Raw records

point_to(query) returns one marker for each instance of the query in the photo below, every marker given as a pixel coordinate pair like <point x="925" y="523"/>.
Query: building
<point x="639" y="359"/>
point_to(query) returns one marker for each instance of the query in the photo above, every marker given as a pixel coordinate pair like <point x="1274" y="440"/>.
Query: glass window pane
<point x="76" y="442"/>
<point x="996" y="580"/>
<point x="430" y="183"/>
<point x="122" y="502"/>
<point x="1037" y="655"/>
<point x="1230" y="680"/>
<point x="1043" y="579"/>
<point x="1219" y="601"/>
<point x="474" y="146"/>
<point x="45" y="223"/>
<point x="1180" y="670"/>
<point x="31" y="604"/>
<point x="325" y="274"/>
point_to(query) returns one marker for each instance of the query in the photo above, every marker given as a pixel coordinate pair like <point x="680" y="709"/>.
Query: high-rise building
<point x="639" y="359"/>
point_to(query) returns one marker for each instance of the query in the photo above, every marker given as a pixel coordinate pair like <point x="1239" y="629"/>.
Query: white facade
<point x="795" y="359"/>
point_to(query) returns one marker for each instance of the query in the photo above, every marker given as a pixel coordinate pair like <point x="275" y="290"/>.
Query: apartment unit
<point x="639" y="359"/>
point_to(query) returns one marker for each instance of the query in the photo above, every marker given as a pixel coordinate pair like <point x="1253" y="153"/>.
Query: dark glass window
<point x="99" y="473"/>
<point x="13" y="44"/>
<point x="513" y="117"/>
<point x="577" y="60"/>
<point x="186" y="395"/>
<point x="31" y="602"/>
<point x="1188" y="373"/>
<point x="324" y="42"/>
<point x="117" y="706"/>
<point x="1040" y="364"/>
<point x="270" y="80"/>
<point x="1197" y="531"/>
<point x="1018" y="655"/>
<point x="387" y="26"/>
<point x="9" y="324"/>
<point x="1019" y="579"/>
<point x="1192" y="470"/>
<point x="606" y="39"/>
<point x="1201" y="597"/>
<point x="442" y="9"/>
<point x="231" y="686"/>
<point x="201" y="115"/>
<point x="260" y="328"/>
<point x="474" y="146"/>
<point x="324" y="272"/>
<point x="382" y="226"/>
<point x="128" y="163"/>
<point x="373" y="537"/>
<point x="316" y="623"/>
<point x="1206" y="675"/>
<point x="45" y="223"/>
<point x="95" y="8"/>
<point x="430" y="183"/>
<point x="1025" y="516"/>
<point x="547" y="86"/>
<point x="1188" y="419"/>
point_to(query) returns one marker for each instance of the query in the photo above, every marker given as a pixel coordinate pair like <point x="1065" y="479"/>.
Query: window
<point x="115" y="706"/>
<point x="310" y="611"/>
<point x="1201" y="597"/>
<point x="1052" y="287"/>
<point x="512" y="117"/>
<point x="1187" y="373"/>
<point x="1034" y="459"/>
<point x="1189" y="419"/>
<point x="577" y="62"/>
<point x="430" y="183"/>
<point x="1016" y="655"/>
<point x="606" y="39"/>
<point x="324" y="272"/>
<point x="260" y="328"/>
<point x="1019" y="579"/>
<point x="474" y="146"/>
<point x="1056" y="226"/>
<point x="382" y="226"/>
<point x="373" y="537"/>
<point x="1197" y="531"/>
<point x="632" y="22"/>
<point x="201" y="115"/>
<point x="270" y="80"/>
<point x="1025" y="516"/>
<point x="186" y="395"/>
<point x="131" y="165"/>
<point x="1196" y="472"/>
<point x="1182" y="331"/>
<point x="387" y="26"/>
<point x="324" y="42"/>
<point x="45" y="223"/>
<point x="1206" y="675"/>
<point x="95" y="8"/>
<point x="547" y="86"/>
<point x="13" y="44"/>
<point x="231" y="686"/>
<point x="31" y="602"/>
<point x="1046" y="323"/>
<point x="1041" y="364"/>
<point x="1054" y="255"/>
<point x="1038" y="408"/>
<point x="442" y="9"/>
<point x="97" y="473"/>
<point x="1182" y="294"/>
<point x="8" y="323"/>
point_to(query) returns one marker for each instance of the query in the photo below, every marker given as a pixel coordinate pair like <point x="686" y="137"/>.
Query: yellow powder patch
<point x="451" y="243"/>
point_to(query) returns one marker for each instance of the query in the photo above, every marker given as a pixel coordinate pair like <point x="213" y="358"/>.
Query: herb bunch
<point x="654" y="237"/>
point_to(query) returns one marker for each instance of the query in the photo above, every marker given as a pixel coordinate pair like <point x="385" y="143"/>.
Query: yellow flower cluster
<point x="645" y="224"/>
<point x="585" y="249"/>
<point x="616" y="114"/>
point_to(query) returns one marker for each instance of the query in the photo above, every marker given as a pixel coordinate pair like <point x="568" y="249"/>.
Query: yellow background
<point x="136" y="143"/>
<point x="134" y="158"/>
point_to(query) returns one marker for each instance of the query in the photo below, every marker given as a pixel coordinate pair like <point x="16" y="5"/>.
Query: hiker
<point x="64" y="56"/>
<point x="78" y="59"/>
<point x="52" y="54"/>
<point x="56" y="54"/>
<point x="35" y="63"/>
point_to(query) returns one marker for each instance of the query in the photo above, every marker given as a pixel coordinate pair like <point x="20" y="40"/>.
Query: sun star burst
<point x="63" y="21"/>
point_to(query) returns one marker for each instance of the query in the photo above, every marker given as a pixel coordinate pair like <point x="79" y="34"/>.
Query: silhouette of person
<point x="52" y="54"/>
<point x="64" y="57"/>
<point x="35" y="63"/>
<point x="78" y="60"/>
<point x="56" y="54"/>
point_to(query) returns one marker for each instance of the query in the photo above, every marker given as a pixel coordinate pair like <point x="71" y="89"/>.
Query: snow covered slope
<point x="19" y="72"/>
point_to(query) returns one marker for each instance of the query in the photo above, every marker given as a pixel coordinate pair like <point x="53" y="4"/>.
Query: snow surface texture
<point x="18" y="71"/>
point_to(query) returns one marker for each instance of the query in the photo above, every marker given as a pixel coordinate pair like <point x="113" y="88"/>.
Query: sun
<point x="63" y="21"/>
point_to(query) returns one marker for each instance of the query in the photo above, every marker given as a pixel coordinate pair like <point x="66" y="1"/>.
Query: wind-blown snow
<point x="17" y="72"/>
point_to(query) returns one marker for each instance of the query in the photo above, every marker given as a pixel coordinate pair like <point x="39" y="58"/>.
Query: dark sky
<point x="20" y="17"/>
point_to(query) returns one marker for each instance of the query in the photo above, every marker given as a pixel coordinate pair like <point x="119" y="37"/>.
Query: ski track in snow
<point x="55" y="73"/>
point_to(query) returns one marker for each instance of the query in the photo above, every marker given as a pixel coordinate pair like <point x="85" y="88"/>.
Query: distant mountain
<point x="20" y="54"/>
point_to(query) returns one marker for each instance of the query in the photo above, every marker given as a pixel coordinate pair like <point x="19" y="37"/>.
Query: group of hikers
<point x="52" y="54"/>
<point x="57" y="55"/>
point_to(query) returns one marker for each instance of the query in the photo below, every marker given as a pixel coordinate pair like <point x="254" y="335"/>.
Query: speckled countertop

- **Task details**:
Return every entry verbatim.

- **Result of the task**:
point_to(query) returns one marker for each instance of the query in the photo below, every marker given as a pixel coordinate pair like <point x="925" y="523"/>.
Query: building
<point x="639" y="359"/>
point_to(query) returns one marker for each instance of the query in the photo above, every marker given as a pixel coordinate pair like <point x="1274" y="440"/>.
Query: glass window pane
<point x="76" y="442"/>
<point x="996" y="580"/>
<point x="430" y="183"/>
<point x="122" y="502"/>
<point x="1037" y="655"/>
<point x="1230" y="680"/>
<point x="1043" y="579"/>
<point x="1219" y="601"/>
<point x="474" y="146"/>
<point x="45" y="223"/>
<point x="1180" y="670"/>
<point x="31" y="604"/>
<point x="325" y="274"/>
point_to(query) returns one marker for each instance of the query in the photo above, every marker given as a pixel coordinate pair like <point x="680" y="709"/>.
Query: high-rise building
<point x="639" y="359"/>
point_to(query) returns one marker for each instance of the query in the photo above, every marker given as a pixel coordinate pair like <point x="1239" y="629"/>.
Query: white facade
<point x="795" y="359"/>
point_to(query) returns one marker for each instance of the query in the photo above, every marker given as a pixel coordinate pair like <point x="275" y="290"/>.
Query: apartment unit
<point x="639" y="359"/>
point_to(query) returns one marker for each instance of the query in the photo above, every marker given as a pixel coordinate pair like <point x="1253" y="153"/>.
Query: dark glass window
<point x="99" y="473"/>
<point x="13" y="44"/>
<point x="513" y="117"/>
<point x="577" y="60"/>
<point x="186" y="395"/>
<point x="31" y="602"/>
<point x="1188" y="373"/>
<point x="324" y="42"/>
<point x="117" y="706"/>
<point x="1040" y="364"/>
<point x="270" y="80"/>
<point x="1197" y="531"/>
<point x="1018" y="655"/>
<point x="387" y="26"/>
<point x="9" y="324"/>
<point x="1019" y="579"/>
<point x="1192" y="470"/>
<point x="606" y="39"/>
<point x="1201" y="597"/>
<point x="442" y="9"/>
<point x="231" y="686"/>
<point x="201" y="115"/>
<point x="260" y="328"/>
<point x="474" y="146"/>
<point x="324" y="272"/>
<point x="382" y="226"/>
<point x="128" y="163"/>
<point x="373" y="537"/>
<point x="316" y="623"/>
<point x="1206" y="675"/>
<point x="45" y="223"/>
<point x="95" y="8"/>
<point x="430" y="183"/>
<point x="1025" y="516"/>
<point x="547" y="86"/>
<point x="1188" y="419"/>
point_to(query) returns one marker for each instance of the query in the photo above, every marker given as a pixel coordinate pair like <point x="1065" y="479"/>.
Query: window
<point x="115" y="706"/>
<point x="310" y="611"/>
<point x="1201" y="597"/>
<point x="1052" y="287"/>
<point x="512" y="117"/>
<point x="1187" y="373"/>
<point x="1034" y="459"/>
<point x="1189" y="419"/>
<point x="577" y="62"/>
<point x="430" y="183"/>
<point x="1016" y="655"/>
<point x="606" y="39"/>
<point x="324" y="272"/>
<point x="260" y="328"/>
<point x="1019" y="579"/>
<point x="474" y="146"/>
<point x="1056" y="226"/>
<point x="382" y="226"/>
<point x="373" y="537"/>
<point x="1197" y="531"/>
<point x="632" y="22"/>
<point x="201" y="115"/>
<point x="270" y="80"/>
<point x="1025" y="516"/>
<point x="186" y="395"/>
<point x="131" y="165"/>
<point x="1196" y="472"/>
<point x="1182" y="331"/>
<point x="387" y="26"/>
<point x="324" y="42"/>
<point x="45" y="223"/>
<point x="1206" y="675"/>
<point x="95" y="8"/>
<point x="547" y="86"/>
<point x="13" y="44"/>
<point x="231" y="686"/>
<point x="31" y="602"/>
<point x="1046" y="323"/>
<point x="1041" y="364"/>
<point x="1054" y="255"/>
<point x="1038" y="408"/>
<point x="442" y="9"/>
<point x="97" y="473"/>
<point x="1182" y="294"/>
<point x="8" y="323"/>
point_to(query) returns one marker for each instance of the query in the photo below, every marker given as a pixel coordinate pair like <point x="686" y="137"/>.
Query: yellow powder patch
<point x="451" y="243"/>
point_to(query) returns one marker for each instance of the query in the photo above, every marker given as a pixel coordinate pair like <point x="213" y="358"/>.
Query: herb bunch
<point x="654" y="237"/>
point_to(query) returns one marker for each instance of the query in the photo above, every marker given as a pixel coordinate pair like <point x="385" y="143"/>.
Query: yellow flower cluster
<point x="645" y="224"/>
<point x="585" y="249"/>
<point x="616" y="114"/>
point_to(query) returns one marker for each instance of the query in the photo above, every marker given as a pixel coordinate pair like <point x="568" y="249"/>.
Query: yellow background
<point x="136" y="143"/>
<point x="134" y="158"/>
point_to(query) returns one marker for each instance of the query in the photo below, every marker given as a pixel coordinate pair like <point x="16" y="5"/>.
Query: hiker
<point x="64" y="56"/>
<point x="78" y="59"/>
<point x="52" y="54"/>
<point x="56" y="54"/>
<point x="35" y="63"/>
point_to(query) returns one marker for each instance of the query in the photo above, every marker given as a pixel coordinate pair like <point x="20" y="40"/>.
Query: sun star burst
<point x="63" y="21"/>
point_to(query) returns one marker for each instance of the query in the photo above, every marker given as a pixel coordinate pair like <point x="79" y="34"/>.
Query: silhouette of person
<point x="52" y="54"/>
<point x="64" y="57"/>
<point x="35" y="63"/>
<point x="78" y="60"/>
<point x="56" y="54"/>
point_to(query) returns one marker for each instance of the query in the photo above, every marker given as a pixel coordinate pair like <point x="71" y="89"/>.
Query: snow covered slope
<point x="19" y="72"/>
point_to(query) returns one marker for each instance of the query in the photo above, every marker given as a pixel coordinate pair like <point x="53" y="4"/>.
Query: snow surface texture
<point x="18" y="71"/>
point_to(query) returns one marker for each instance of the query in the photo above, every marker given as a pixel coordinate pair like <point x="113" y="88"/>.
Query: sun
<point x="63" y="21"/>
point_to(query) returns one marker for each instance of the query in the photo above, every marker given as a pixel coordinate pair like <point x="66" y="1"/>.
Query: wind-blown snow
<point x="17" y="72"/>
point_to(query) returns one marker for each instance of the query in the photo above, every marker given as a pixel coordinate pair like <point x="39" y="58"/>.
Query: dark sky
<point x="20" y="17"/>
point_to(query) returns one marker for each instance of the query in the photo above, every marker given as a pixel coordinate pair like <point x="119" y="37"/>.
Query: ski track in snow
<point x="55" y="73"/>
point_to(query) returns one marker for each instance of the query in the photo above, every marker given as a pixel coordinate pair like <point x="85" y="88"/>.
Query: distant mountain
<point x="20" y="54"/>
point_to(query) returns one marker for each instance of the query in the photo above, every marker given as a pixel coordinate pair like <point x="19" y="37"/>.
Query: group of hikers
<point x="52" y="54"/>
<point x="57" y="55"/>
point_to(query) returns one marker for each instance of the query in the photo below, every marker given as a pixel coordinate pair like <point x="254" y="335"/>.
Query: speckled countertop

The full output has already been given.